**Material to process**
· · · · · · ·
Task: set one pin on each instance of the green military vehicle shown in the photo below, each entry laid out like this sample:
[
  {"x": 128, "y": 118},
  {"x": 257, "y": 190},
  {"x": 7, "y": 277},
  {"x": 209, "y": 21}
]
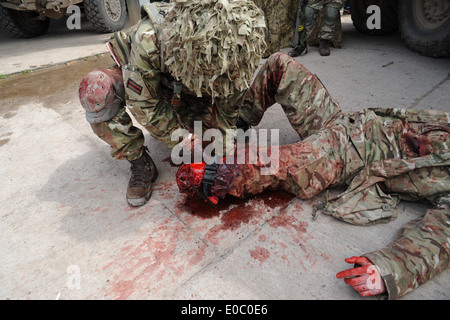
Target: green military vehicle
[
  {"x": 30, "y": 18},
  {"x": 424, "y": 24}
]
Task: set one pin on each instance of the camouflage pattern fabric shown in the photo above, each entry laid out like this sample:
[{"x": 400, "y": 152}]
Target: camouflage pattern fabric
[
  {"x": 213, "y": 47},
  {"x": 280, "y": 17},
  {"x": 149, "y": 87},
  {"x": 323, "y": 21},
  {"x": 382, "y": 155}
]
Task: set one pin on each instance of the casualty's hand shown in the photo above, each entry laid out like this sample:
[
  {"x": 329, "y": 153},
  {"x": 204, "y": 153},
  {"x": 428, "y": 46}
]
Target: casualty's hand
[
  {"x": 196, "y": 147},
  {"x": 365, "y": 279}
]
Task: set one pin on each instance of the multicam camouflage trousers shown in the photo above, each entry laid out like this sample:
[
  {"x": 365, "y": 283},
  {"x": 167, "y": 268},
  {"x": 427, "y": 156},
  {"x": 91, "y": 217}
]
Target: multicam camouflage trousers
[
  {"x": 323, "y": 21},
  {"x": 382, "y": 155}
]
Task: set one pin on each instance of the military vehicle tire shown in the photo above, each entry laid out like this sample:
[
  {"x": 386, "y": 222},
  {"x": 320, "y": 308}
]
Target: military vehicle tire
· · · · · · ·
**Description of the task**
When a line above contains the string "tire", copy that line.

**Solution for this task**
Task: set one pin on each instance of the military vehicle tire shown in the photo above, each entry laid out like this sample:
Target: military vehicle tire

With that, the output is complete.